◆ **EXERCISE DIRECTIONS**:
Copy the records from the line containing "Excuse me, I need to find every window" up to and including the line containing "[424,246,441,253]", swapping "decorative planter" for "hanging basket" and leaving everything else unchanged.

◆ **ROWS**:
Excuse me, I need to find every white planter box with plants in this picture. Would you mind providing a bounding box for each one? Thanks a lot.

==

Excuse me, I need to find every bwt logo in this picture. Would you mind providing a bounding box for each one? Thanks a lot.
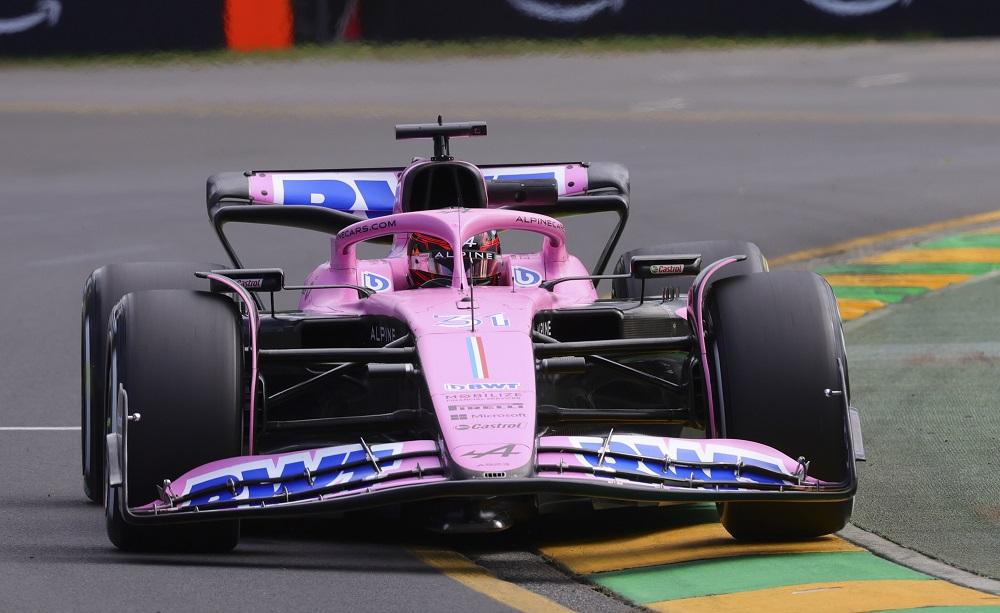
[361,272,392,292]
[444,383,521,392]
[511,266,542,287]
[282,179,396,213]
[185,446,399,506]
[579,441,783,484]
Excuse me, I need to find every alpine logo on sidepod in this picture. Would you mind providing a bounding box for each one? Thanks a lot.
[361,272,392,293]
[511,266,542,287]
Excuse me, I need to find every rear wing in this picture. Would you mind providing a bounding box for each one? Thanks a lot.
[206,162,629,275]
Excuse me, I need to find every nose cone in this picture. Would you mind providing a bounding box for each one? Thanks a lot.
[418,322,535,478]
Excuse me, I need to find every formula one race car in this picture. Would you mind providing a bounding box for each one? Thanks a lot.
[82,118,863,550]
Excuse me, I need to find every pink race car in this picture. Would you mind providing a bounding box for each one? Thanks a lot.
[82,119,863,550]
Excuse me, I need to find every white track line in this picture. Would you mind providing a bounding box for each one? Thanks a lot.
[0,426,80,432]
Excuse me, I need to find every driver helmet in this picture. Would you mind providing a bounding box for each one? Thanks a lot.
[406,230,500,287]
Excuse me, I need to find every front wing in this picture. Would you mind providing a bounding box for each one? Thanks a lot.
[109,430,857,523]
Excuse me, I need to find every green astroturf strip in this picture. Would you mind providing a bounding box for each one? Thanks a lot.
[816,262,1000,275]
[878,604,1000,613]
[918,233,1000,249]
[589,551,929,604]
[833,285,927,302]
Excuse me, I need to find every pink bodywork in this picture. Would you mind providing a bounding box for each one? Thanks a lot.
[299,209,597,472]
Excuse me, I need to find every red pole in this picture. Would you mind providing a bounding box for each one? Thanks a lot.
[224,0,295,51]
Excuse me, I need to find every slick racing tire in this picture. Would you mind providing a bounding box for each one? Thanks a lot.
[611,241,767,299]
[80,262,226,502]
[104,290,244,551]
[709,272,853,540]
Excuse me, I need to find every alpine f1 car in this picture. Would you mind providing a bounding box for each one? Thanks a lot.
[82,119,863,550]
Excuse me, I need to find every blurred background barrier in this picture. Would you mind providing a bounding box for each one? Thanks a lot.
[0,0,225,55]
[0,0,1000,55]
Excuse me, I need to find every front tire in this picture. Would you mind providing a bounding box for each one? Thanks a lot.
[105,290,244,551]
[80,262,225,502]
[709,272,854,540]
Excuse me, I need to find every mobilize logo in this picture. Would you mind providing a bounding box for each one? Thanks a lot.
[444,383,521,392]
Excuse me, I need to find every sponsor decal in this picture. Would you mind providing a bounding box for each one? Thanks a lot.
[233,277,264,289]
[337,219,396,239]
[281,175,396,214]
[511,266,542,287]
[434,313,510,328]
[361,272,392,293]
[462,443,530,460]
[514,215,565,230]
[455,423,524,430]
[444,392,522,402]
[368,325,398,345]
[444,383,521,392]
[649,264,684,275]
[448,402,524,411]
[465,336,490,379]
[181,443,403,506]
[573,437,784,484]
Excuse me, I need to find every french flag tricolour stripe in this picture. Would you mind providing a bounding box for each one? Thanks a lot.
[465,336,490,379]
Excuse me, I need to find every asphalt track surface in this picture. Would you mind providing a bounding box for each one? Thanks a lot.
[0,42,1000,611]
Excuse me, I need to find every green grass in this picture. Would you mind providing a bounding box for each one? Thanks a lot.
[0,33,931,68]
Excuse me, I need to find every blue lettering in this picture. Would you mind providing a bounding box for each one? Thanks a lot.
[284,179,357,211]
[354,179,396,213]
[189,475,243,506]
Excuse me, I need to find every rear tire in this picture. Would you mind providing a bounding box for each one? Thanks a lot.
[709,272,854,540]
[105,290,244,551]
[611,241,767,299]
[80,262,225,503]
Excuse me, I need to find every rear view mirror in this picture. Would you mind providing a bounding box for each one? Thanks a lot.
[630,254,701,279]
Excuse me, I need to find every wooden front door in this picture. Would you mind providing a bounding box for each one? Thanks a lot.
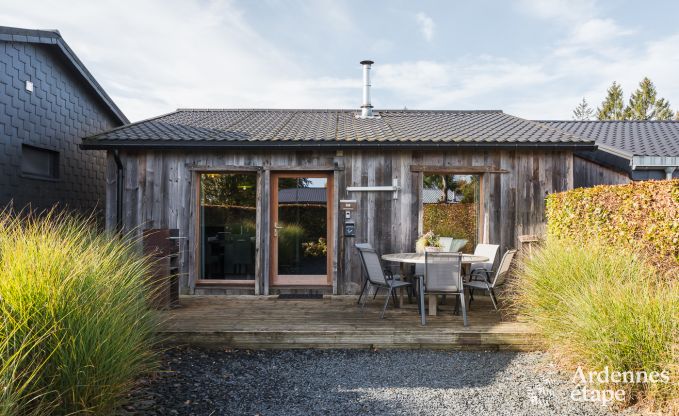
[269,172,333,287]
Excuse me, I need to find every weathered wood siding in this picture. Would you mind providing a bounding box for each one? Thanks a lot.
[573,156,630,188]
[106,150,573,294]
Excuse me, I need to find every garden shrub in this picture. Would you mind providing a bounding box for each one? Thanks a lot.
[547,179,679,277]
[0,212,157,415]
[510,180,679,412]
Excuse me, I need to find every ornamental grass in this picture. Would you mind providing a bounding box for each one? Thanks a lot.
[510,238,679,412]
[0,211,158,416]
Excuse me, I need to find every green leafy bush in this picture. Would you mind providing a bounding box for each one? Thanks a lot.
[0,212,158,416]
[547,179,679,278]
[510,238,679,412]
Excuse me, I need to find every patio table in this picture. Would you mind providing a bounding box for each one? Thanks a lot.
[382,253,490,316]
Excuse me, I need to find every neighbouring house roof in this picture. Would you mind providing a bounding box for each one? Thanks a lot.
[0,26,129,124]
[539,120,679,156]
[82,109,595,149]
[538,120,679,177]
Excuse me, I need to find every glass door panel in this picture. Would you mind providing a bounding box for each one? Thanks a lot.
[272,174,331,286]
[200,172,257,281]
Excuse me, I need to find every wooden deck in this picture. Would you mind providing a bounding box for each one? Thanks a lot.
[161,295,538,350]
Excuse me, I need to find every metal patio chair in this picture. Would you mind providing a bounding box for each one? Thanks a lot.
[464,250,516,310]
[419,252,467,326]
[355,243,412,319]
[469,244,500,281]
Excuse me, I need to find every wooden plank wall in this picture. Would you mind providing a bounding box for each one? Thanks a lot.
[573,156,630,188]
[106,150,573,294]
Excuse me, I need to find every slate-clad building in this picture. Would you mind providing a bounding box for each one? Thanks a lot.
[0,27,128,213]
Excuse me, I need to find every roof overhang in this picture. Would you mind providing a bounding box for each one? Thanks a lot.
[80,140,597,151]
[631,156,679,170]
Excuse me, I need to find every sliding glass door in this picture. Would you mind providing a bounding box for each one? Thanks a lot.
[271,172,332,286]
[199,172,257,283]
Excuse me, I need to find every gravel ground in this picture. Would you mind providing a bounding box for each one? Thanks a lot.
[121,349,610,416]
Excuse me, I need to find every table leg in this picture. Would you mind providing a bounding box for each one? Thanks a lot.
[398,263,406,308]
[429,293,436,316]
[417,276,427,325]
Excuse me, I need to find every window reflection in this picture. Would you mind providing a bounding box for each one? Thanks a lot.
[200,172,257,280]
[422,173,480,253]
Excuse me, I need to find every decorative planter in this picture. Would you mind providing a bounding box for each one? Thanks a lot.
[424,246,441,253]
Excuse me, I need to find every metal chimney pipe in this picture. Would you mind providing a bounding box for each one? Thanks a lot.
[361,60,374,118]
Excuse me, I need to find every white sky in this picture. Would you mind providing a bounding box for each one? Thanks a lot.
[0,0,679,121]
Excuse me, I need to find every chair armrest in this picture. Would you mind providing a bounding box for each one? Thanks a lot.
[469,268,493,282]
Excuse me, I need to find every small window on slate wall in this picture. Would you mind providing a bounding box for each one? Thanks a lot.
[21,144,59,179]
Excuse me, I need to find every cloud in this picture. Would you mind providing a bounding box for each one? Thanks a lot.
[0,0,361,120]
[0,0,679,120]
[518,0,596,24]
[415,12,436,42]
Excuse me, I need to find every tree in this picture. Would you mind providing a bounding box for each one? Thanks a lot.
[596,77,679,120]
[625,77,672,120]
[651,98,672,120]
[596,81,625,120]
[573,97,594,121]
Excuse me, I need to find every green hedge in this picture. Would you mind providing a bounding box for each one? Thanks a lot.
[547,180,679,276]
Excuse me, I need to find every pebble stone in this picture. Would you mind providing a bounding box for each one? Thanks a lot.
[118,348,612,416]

--

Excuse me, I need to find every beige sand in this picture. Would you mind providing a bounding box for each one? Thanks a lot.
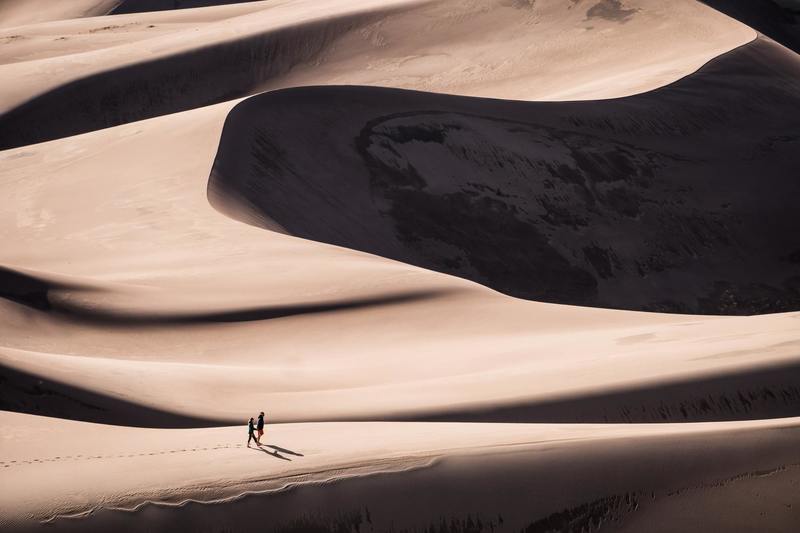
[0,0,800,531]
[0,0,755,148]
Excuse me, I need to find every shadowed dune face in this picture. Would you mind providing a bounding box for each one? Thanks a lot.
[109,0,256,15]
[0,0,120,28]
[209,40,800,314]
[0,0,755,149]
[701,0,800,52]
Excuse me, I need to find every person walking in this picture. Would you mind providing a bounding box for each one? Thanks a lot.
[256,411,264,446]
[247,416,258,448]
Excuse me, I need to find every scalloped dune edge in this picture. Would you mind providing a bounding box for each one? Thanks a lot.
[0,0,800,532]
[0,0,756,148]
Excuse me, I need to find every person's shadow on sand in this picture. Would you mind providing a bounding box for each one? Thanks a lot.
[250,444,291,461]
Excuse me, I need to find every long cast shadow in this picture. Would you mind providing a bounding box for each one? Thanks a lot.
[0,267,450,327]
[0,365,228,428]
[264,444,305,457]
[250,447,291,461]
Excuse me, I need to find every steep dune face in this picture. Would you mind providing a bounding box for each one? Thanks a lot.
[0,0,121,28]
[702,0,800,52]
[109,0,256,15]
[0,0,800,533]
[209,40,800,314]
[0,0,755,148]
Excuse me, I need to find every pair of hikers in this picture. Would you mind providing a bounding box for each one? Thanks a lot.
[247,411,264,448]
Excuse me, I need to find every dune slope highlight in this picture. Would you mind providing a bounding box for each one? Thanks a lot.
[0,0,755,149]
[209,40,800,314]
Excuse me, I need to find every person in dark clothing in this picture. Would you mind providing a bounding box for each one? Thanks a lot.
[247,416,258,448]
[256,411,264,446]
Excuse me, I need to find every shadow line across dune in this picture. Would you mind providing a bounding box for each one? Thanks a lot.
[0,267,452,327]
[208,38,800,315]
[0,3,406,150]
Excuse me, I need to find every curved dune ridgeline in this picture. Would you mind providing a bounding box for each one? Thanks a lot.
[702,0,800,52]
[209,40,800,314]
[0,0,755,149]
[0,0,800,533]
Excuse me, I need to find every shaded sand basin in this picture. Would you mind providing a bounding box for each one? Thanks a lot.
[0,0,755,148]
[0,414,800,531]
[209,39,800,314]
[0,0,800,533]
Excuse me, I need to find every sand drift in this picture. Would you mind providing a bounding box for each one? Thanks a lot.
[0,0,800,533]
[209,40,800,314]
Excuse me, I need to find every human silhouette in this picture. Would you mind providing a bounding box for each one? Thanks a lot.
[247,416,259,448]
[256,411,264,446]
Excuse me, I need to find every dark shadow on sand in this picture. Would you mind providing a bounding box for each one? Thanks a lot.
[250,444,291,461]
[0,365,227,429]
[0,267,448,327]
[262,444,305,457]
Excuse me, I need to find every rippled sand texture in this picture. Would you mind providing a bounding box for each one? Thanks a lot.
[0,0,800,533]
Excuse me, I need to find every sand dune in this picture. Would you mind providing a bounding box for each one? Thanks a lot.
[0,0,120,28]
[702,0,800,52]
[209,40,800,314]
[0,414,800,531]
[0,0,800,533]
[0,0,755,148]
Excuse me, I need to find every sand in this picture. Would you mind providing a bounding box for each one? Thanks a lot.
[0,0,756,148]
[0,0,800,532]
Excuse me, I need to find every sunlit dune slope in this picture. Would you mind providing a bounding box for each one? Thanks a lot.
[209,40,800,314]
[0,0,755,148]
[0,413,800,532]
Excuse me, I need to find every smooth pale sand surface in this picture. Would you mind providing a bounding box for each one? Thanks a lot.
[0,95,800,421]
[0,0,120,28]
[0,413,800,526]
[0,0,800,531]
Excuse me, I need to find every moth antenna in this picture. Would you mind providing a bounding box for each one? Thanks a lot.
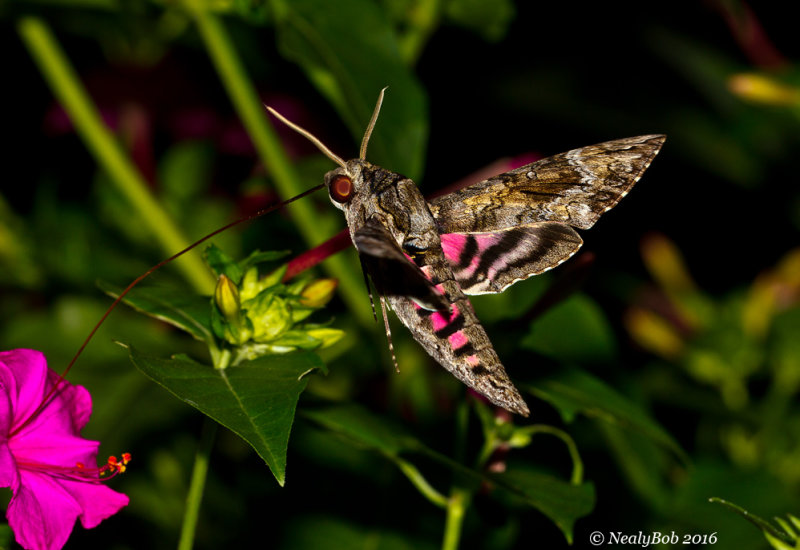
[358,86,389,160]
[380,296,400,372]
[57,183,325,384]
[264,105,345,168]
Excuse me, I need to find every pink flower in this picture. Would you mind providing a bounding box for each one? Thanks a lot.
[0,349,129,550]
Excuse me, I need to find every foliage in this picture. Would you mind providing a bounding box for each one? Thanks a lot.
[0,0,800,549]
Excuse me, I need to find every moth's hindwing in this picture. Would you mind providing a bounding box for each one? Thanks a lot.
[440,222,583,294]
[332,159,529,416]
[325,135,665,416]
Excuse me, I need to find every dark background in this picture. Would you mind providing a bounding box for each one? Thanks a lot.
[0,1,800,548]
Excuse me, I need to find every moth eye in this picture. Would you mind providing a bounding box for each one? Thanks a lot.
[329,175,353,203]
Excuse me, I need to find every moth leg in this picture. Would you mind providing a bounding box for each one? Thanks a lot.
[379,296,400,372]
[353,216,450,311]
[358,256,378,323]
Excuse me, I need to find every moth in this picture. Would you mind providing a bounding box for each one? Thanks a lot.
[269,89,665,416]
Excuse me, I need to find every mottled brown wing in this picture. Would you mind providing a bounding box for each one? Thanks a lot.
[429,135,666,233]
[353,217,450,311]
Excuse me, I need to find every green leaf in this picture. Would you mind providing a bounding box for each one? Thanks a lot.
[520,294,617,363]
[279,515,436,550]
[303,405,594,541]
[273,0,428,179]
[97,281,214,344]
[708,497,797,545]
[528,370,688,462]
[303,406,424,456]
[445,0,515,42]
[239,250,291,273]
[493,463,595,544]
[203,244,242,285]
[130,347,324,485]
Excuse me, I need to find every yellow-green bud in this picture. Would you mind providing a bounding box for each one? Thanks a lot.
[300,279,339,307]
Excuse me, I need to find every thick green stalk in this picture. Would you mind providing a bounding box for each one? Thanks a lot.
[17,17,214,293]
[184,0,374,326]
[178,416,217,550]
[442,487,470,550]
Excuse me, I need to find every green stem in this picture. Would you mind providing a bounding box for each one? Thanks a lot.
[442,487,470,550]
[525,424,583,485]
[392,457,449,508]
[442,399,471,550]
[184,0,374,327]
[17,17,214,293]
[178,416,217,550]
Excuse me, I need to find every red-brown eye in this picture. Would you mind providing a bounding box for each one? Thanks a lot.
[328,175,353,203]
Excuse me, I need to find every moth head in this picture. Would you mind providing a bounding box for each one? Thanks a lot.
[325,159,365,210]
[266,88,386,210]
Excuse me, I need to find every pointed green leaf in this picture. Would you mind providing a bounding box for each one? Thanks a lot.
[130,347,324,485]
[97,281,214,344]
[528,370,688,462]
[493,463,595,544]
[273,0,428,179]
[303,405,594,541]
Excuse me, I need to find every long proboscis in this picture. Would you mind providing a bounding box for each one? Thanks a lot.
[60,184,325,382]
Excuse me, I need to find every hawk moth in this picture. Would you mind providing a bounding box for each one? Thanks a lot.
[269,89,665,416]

◆ **SOLUTION BELOW**:
Excuse me, I need to find every window reflection in this picture. Would you mind providing a bounding box for each one? Thanks a lot.
[200,172,257,280]
[422,173,480,253]
Excuse me, I need to find every hanging basket in this picture. Would you mind providing a bounding box for each one? Thanks a lot.
[424,246,441,253]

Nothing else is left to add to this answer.